Dataset excerpts:
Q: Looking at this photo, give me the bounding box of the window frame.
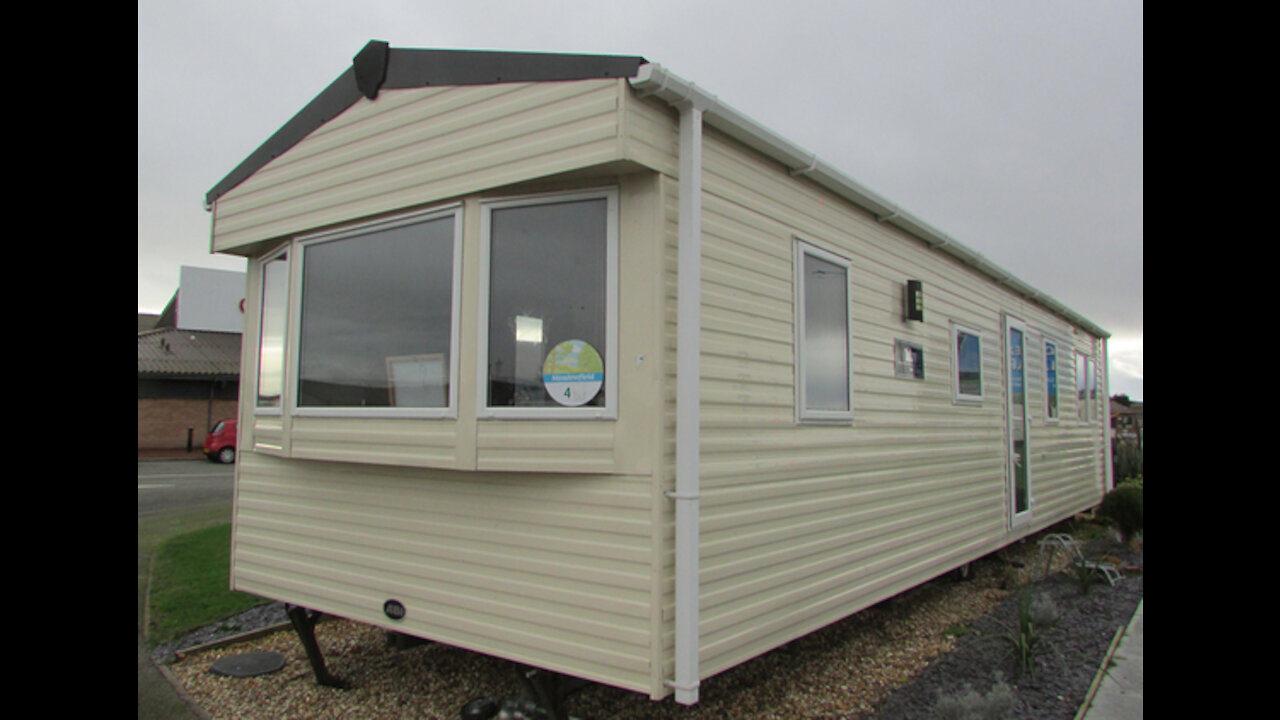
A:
[1075,350,1098,424]
[287,202,463,419]
[951,320,987,405]
[792,237,854,425]
[253,242,297,416]
[475,186,621,420]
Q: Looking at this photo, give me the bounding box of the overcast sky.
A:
[138,0,1142,398]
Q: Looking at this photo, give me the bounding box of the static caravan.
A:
[206,41,1111,703]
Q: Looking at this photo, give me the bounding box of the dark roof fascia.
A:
[213,40,645,208]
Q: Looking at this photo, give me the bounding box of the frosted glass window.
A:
[1044,342,1057,420]
[256,252,289,410]
[481,191,617,418]
[951,325,982,402]
[796,243,852,420]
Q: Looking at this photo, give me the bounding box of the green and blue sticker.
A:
[543,340,604,407]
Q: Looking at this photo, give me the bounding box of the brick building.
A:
[138,268,244,452]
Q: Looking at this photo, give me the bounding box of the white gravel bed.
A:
[169,542,1131,720]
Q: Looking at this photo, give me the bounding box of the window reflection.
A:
[488,197,612,407]
[257,252,289,409]
[297,214,456,407]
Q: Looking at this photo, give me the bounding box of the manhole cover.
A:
[211,652,284,678]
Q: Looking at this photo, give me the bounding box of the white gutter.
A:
[631,64,716,705]
[631,64,1111,338]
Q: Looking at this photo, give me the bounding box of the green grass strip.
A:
[147,523,268,647]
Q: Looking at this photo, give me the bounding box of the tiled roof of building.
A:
[138,328,241,379]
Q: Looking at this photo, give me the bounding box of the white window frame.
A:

What the task requires: Please retype the whole listing above word for word, leaving out the picture.

Task response:
Q: Looking at this photo, give me the bounding box of the window frame.
A:
[1075,350,1098,424]
[287,202,463,419]
[951,320,987,405]
[792,237,854,425]
[253,242,297,416]
[475,186,621,420]
Q: Looking at this photo, give me the bounding box of the overcast sky.
A:
[138,0,1142,398]
Q: Looking at this photo, give me the bounding box of the static caravan.
A:
[206,41,1111,703]
Q: Looking at this photo, give me the bounding box of the dark roof fascia.
A:
[213,40,645,208]
Q: Looking at this photo, give me the bounding box of the frosted glass window.
A:
[1044,342,1057,420]
[256,252,289,410]
[481,191,617,418]
[951,325,982,402]
[796,243,852,420]
Q: Looking at this photo, give me the bounding box of the green and blue sticker.
A:
[543,340,604,407]
Q: Looking at this photo, give me the bounding box of the brick building.
A:
[138,268,244,452]
Q: Looking at this photo, give me the bounding box of the white gravel bed.
A:
[169,542,1131,720]
Q: Looking at this photo, give me the bounding box of the window reflection.
A:
[488,197,612,407]
[257,252,289,409]
[297,214,456,407]
Q: Looking at this photo, give me the bounding box of the manhole cover.
A:
[211,652,284,678]
Q: Looking at this photo, give me the bounding box of the white gutter.
A:
[631,64,716,705]
[631,64,1111,338]
Q: Looking at this photo, give me the bounding box of the green grass strip.
A:
[147,523,268,647]
Q: Looking at this photo, give me the bounding box of the tiled roof of building.
A:
[138,328,241,379]
Q: Looking at this photo, give me the bounding box of the white window frame.
A:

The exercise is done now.